What is being asked » All of the records below are to be copied exactly.

· · · ·

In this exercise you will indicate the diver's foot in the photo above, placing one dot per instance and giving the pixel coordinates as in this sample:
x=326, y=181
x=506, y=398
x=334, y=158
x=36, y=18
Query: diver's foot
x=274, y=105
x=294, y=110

· · · ·

Task solution »
In this exercise you will indicate the diver's foot in the photo above, placing one dot per instance and giving the pixel coordinates as in this sample:
x=326, y=181
x=506, y=398
x=334, y=158
x=36, y=18
Query: diver's foot
x=274, y=105
x=294, y=110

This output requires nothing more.